┌──

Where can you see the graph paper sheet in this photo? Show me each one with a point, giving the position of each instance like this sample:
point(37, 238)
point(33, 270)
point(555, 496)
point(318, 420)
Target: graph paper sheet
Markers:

└──

→ **WHAT IS REQUIRED**: Switch "graph paper sheet" to "sheet of graph paper" throughout the records and write them out again with nothing else changed.

→ **PROBLEM SOLUTION**:
Where can you see the sheet of graph paper in this photo? Show me each one with a point, giving the position of each instance like this sample:
point(37, 238)
point(33, 270)
point(555, 496)
point(318, 420)
Target: sheet of graph paper
Markers:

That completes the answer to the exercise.